Extracto de página –
● ● ● ●

Esta mezcla de conocimientos técnicos sin más precisión, que supondría el bagaje teórico y metodológico de que debe servirse la práctica de la arqueología industrial, es perfectamente comprensible en el marco cronológico en que se hizo, cuando la disciplina estaba todavía en pañales, pero resulta hoy, como mínimo, ingenua. Aun así, en la mayoría de la bibliografía existente son bien contados los casos que la cuestionan, apelando a una supuesta interdisciplinariedad de la arqueología industrial. Esta interdisciplinariedad, a la que en tantas ocasiones se recurre, no hace más que evidenciar que la arqueología industrial ha sido incapaz de dotarse de un marco teórico y metodológico adecuado y que no ha superado la fijación en los problemas relativos a la consideración del «patrimonio monumental» y su salvaguarda, y que ha prescindido en consecuencia de su consideración de disciplina capaz de generar conocimientos históricos a partir del estudio de la cultura material contemporánea. La arqueología industrial ha ido, así, desarrollándose hacia tareas encaminadas al estudio de «monumentos industriales» de cara a su preservación, consiguiendo ciertamente un mayor respeto hacia el patrimonio industrial, pero ha ignorado un debate que hubiera podido enriquecerla teórica y metodológicamente, dotarla de unas herramientas precisas de trabajo y de unos objetivos concretos. No debe extrañarnos, pues, que las reflexiones más interesantes que en este sentido se han hecho hayan venido de la mano de los arqueólogos. Así, aun cuando hoy en día aproximadamente el 30% de toda la arqueología profesional que se practica en Gran Bretaña examina los depósitos arqueológicos que incluyen material del período industrial, no sería hasta la década de 1990 cuando la arqueología industrial británica iniciaría un mayor acercamiento hacia las cuestiones teóricas, aproximación que fue llevada a cabo sobre todo por arqueólogos clásicos o posmedievales, y hasta 1998 cuando se publicaría el primer libro en inglés con pretensiones de dotar la disciplina de dicho marco intelectual y metodológico, Industrial Archaeology: Principles and Practice, de Marilyn Palmer y Peter Neaverson.
Desde el mismo momento de su nacimiento, la arqueología industrial se ha desarrollado a partir de dos ópticas aparentemente distintas: por una parte, como el estudio de los restos más significativos de la sociedad industrial-capitalista –los «monumentos industriales»– y, por otra, como el estudio de dicha sociedad a través de los restos materiales que de ella se han conservado (sea en el subsuelo o sobre la superficie). Es decir, como un movimiento cívico a favor de la defensa del patrimonio industrial o como una disciplina específica que adapta las técnicas del método arqueológico para la obtención de conocimientos históricos. La primera acepción es la más común entre los que se dedican a la arqueología industrial, y la tendencia dominante es aquella que se ocupa de la preservación de los testimonios materiales más representativos de cara a su conservación, difusión o reutilización. La segunda –que, salvo contadas excepciones, se reduce al ámbito anglosajón– prácticamente no ha tenido seguidores, y ha sido muy escaso el trabajo de campo y han estado casi siempre ausentes de los estudios publicados conceptos tan básicos como el de estratigrafía muraria.

● ● ● ●

Fragmento de origen –

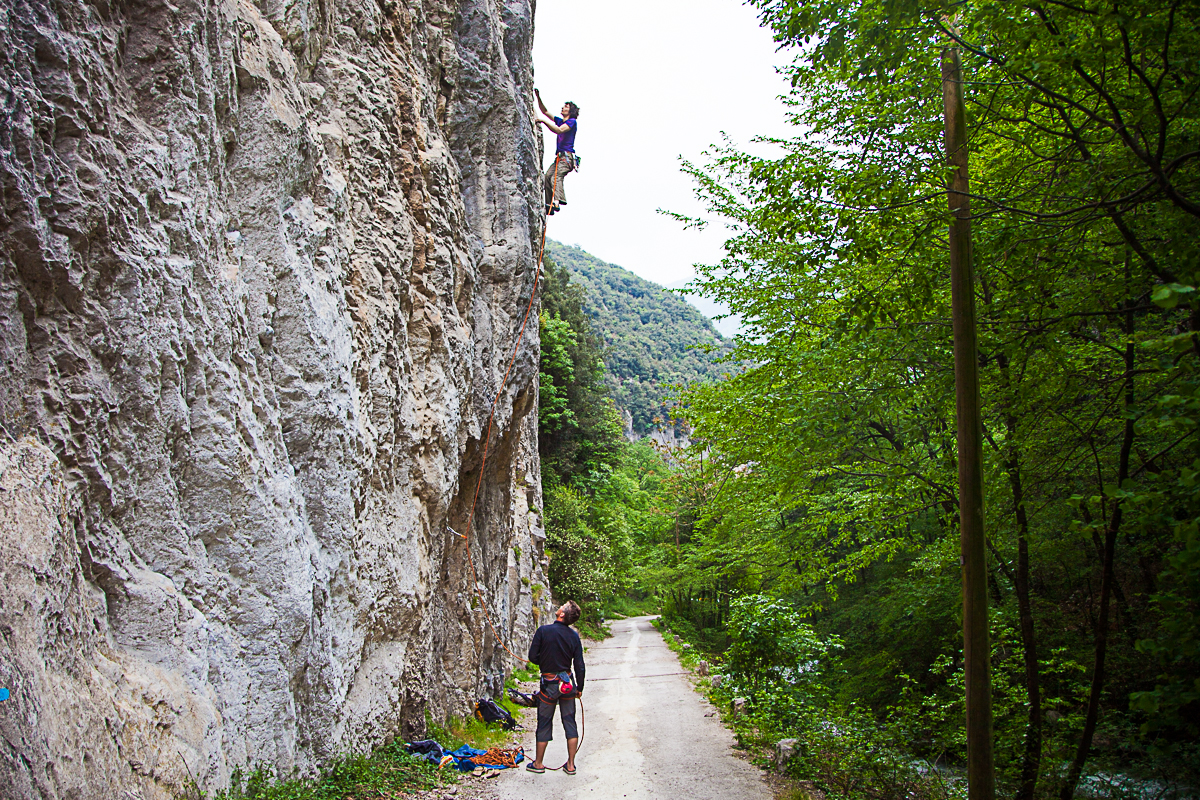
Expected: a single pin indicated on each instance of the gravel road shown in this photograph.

● ● ● ●

Encargo – Retoma el texto sobre la arqueología industrial y prosíguelo a partir de su última oración.

Problema resuelto –
Aparentemente, estos dos caminos son divergentes y surgen del extremo de confundir dos nociones distintas: patrimonio industrial y arqueología industrial. Efectivamente, son cosas distintas, pero como indica Palmer (2005: 11-12) deben ir de la mano, pues es imposible interpretar los monumentos industriales –con la finalidad que sea– sin aproximarnos a ellos desde el estudio arqueológico e histórico. Por eso, propone Palmer aceptar la expresión later historical archaeology –que podríamos traducir por algo así como ‘arqueología del período más reciente’; a su juicio sería más correcto emplear el concepto arqueología de la industrialización– para los estudios arqueológicos de carácter académico de la época industrial y restringir el concepto de arqueología industrial para el estudio de los monumentos de la industrialización, como sinónimo de patrimonio industrial, aunque ello comporte perpetuar la confusión ya existente.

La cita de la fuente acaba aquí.